◆ **Entries provided**:
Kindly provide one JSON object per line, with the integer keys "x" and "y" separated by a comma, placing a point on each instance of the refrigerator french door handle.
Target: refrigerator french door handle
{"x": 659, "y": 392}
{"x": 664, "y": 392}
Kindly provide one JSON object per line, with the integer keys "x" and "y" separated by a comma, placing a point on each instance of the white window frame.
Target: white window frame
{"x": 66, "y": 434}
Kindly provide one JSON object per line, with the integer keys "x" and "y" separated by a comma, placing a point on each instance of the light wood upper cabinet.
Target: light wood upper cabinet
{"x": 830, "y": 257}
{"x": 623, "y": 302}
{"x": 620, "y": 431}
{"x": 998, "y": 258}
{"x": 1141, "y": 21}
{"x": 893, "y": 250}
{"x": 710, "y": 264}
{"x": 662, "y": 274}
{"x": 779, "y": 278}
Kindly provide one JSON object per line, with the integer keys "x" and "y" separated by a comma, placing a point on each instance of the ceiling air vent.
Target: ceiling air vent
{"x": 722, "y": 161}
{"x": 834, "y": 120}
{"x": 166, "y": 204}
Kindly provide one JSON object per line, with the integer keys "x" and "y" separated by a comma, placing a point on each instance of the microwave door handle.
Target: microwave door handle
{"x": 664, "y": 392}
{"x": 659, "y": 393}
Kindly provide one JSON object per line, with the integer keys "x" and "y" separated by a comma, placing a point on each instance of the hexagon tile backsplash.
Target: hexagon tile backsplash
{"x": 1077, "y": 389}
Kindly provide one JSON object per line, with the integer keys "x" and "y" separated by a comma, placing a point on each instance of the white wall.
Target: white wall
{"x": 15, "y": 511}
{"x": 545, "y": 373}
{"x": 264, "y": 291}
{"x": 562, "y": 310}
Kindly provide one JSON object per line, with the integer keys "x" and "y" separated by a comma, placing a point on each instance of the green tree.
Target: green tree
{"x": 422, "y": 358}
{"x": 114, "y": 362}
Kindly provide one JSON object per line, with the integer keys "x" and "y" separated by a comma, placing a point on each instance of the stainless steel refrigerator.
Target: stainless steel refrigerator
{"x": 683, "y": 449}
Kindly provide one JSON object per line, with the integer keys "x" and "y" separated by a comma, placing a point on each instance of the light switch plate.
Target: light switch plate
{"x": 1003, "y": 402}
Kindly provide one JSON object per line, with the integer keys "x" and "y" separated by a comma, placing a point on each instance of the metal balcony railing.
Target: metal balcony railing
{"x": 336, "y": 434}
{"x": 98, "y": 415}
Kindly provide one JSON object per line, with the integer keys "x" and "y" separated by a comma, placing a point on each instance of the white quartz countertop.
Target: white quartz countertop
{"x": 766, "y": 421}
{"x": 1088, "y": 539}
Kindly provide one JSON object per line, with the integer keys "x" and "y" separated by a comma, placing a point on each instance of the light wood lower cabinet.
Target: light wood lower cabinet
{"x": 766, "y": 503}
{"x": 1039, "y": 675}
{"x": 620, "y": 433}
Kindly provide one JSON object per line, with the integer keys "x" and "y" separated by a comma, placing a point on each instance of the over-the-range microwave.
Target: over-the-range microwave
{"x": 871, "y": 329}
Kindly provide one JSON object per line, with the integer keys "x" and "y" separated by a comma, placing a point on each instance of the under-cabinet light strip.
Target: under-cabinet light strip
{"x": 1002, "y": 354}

◆ **What is being asked**:
Return each entry from above without altering a single character.

◆ **The answer**:
Kindly provide one JSON object per line, with the integer keys "x" and "y" separated by a comma, placing a point on each instance of the refrigerator french door handle.
Target: refrigerator french door handle
{"x": 659, "y": 392}
{"x": 664, "y": 392}
Kindly provide one JSON object per line, with the integer keys "x" and "y" separated by a comma, placing a point on each instance of the white window frame.
Target: white window frame
{"x": 66, "y": 434}
Kindly provide one JSON object per line, with the integer keys "x" and "y" separated by a comma, placing a point on each instance of the light wood upper cabinet.
Target: light wood upper cabinet
{"x": 830, "y": 257}
{"x": 623, "y": 302}
{"x": 620, "y": 431}
{"x": 998, "y": 258}
{"x": 1141, "y": 21}
{"x": 893, "y": 250}
{"x": 710, "y": 264}
{"x": 662, "y": 274}
{"x": 779, "y": 278}
Kindly provide one JSON object per line, with the integer keys "x" and "y" separated by a comma, placing a point on each instance of the ceiling air vent.
Target: ceiling air vent
{"x": 722, "y": 161}
{"x": 834, "y": 120}
{"x": 166, "y": 204}
Kindly provide one JSON object per line, with the integer keys "x" and "y" separated by a comma, placing a point on each instance of the microwave door handle.
Target: microwave door handle
{"x": 664, "y": 392}
{"x": 659, "y": 393}
Kindly provide one JSON object per line, with the integer keys "x" and "y" separated by a comma, placing a point on each instance of the hexagon tile backsplash.
Target: hexagon tile backsplash
{"x": 1077, "y": 389}
Kindly provide one JSON object per line, with the integer keys "x" and "y" separated by a comma, placing a point on each instance of the white wall.
Target: white wall
{"x": 15, "y": 511}
{"x": 545, "y": 373}
{"x": 264, "y": 291}
{"x": 562, "y": 310}
Kindly provide one JSON object per line, with the integer keys "x" and "y" separated by a comma, placing a point on each instance of the green tree.
Target: green tree
{"x": 422, "y": 358}
{"x": 114, "y": 362}
Kindly provide one JSON object per line, with the integer keys "x" and "y" separated by a comma, placing a point on each instance of the stainless steel refrigerator.
Target: stainless steel refrigerator
{"x": 683, "y": 449}
Kindly provide one JSON object per line, with the integer keys "x" and "y" separated by a comma, placing a point on each instance of the light switch plate.
Target: light switch plate
{"x": 1003, "y": 402}
Kindly provide one JSON object per line, with the integer keys "x" and "y" separated by a comma, placing a point on each instance of the metal balcony railing.
Target: metal balcony railing
{"x": 336, "y": 434}
{"x": 98, "y": 415}
Kindly provide one JSON object per line, with the integer keys "x" and "y" separated by a comma, placing a point on each instance of the white quartz countertop.
Target: white quartz countertop
{"x": 766, "y": 421}
{"x": 1088, "y": 539}
Kindly provide one JSON object per line, with the integer keys "x" and "y" separated by a comma, placing a point on each instance of the light wood lower cabinet.
Target: light wood lower cabinet
{"x": 766, "y": 503}
{"x": 1039, "y": 675}
{"x": 620, "y": 433}
Kindly provide one JSON object per line, with the integer keys "x" and "y" separated by a comma, placing a point on each instance of the over-the-range microwave.
Target: over-the-range microwave
{"x": 871, "y": 329}
Kindly provide one JSON object per line, with the integer keys "x" and "y" separated by a comma, placing a point on each instance of the under-cabinet light strip.
Target: under-cabinet light strip
{"x": 1002, "y": 354}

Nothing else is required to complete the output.